Hilarie Burton Morgan Talks ‘True Crime Story: It Couldn’t Happen Here’

Hilarie Burton Morgan hosts the first series set to premiere as a part of SundanceTV’s all-new true crime franchise, True Crime Story: It Couldn’t Happen Here. The show premiered on September 9 on SundanceTV as well as AMC+ and puts a spotlight on murder cases from small towns across America where questions remain if justice has been fully served. Each episode, Burton Morgan meets with family members and local insiders as she explores the twists and turns of the case, uncovering the unique challenges of small-town justice. New episodes air Thursdays at 10PM ET.

True Crime Story: It Couldn’t Happen Here investigates the distinctive ways in which crime impacts rural communities and their judicial systems. Too often the heartbreaking events in these towns are largely overlooked because they lack the national media platforms and advocacy resources found in larger cities. In the riveting series, Burton Morgan attempts to understand the challenges the community faced investigating the crime, learns the lasting impact the crime has had on the fabric of the town, and ultimately call attention to where justice currently stands.


During a roundtable with Burton Morgan, I got to ask the actress what viewers can do to help get justice for these cases. After telling me that this was like, “the best question ever,” she expressed how she was feeling on True Crime Story: It Couldn’t Happen Here‘s premiere day. “I’m so nervous, I’ve been on pins and needles all day. I care so much. It’s really easy to put something out there in the world that you don’t really care about because you’re like, ‘It sinks, it swims, whatever.’ I care so much about this and I really want other people to care about it, because I think we have the potential to do so much good together,” She shared with me.

“People in small towns don’t have access to the advocacy groups, to the resources, to any of the infrastructure that major cities have. So for someone in Adel, Georgia to get help, they’ve got to find someone in Atlanta to care, you know? And that’s what we deal with in the first episode. I would love the hashtag army to get involved, I would love for people to contact attorney generals and I think the way to do this holistically is to not be combative. I think, one of the things I’ve learned is that for these either wrongful convictions or places where there’s been no grand jury viewing of evidence, things like that, it feels like we’re waiting out the careers of judicial politicians, you know? It feels like we vote for judges, we vote for district attorneys, we vote for sheriffs, and we have a lot of power in who we put in those positions, but we’re kind of unaware of it,” the actress explained to The Nerds of Color.

• [Data]
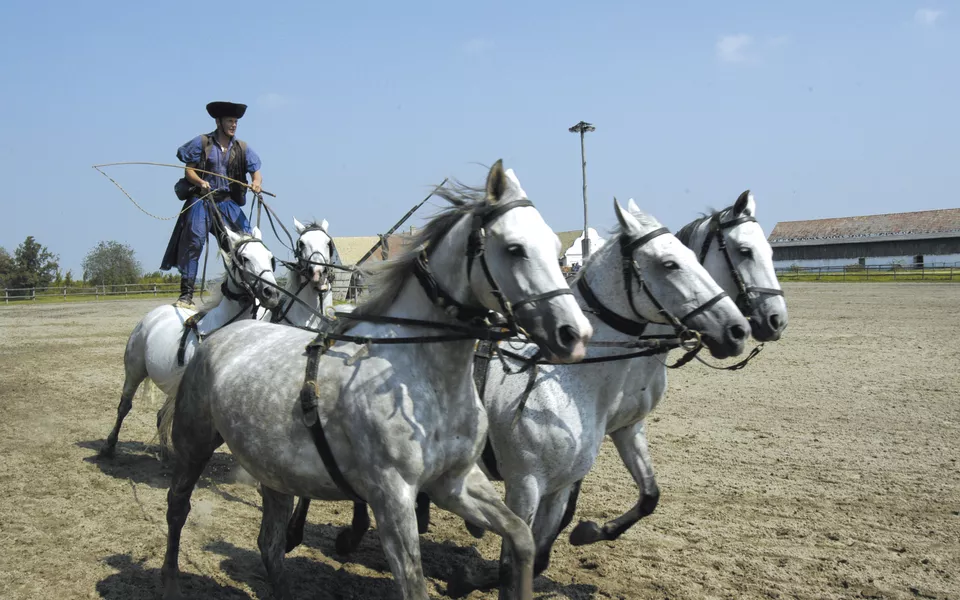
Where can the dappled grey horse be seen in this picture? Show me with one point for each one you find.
(164, 341)
(384, 406)
(731, 245)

• [What this task involves] Duplicate the passage of the interview piece between "Hilarie Burton Morgan Talks" and "at 10PM ET.", inclusive. This material has no connection to the interview piece.

• [Answer to this exercise]
Hilarie Burton Morgan Talks ‘True Crime Story: It Couldn’t Happen Here’

Hilarie Burton Morgan hosts the first series set to premiere as a part of SundanceTV’s all-new true crime franchise, True Crime Story: It Couldn’t Happen Here. The show premiered on September 9 on SundanceTV as well as AMC+ and puts a spotlight on murder cases from small towns across America where questions remain if justice has been fully served. Each episode, Burton Morgan meets with family members and local insiders as she explores the twists and turns of the case, uncovering the unique challenges of small-town justice. New episodes air Thursdays at 10PM ET.